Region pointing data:
+ + + + +

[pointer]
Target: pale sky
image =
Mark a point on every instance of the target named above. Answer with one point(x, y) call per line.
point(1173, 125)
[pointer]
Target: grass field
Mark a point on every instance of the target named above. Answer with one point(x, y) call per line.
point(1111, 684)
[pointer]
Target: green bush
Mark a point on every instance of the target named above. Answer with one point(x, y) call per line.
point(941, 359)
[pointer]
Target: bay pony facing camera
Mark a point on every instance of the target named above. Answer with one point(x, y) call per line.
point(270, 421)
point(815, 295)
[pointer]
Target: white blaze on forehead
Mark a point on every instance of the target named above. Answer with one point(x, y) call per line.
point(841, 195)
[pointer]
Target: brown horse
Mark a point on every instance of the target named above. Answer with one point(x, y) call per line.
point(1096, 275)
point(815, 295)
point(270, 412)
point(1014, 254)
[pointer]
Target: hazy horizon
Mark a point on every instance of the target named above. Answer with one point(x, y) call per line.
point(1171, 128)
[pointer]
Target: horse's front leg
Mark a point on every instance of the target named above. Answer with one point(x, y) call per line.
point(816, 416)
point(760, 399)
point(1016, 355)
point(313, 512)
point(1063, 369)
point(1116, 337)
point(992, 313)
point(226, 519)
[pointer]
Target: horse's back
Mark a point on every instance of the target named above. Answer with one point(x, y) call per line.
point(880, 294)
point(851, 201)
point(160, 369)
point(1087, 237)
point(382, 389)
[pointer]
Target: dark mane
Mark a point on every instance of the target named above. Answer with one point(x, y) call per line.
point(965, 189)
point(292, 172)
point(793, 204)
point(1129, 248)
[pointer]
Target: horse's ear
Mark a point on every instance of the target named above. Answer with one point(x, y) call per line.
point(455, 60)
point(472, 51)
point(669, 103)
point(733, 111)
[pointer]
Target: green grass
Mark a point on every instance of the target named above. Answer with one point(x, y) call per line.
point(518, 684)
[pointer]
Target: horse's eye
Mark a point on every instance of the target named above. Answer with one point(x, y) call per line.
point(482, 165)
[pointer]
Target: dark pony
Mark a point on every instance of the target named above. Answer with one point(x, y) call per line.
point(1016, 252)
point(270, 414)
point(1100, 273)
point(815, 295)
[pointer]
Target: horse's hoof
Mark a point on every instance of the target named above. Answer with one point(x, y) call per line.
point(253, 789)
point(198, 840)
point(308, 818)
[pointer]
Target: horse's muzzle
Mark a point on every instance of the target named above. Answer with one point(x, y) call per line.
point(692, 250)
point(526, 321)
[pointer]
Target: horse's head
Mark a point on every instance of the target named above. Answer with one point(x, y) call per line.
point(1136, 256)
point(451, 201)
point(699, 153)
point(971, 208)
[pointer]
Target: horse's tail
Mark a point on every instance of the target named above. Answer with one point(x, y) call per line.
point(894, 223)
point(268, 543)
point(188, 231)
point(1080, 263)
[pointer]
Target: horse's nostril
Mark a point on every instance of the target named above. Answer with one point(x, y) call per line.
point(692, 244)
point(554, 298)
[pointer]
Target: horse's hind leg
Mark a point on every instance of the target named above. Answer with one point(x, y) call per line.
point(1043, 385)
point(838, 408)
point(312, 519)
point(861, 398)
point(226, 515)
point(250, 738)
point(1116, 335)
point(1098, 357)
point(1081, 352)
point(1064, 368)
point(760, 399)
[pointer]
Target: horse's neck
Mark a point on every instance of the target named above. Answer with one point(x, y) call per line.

+ + + + +

What to produce: Read the data above and pull out each line that holds the string "grass".

Answer below:
Target: grass field
Target: green grass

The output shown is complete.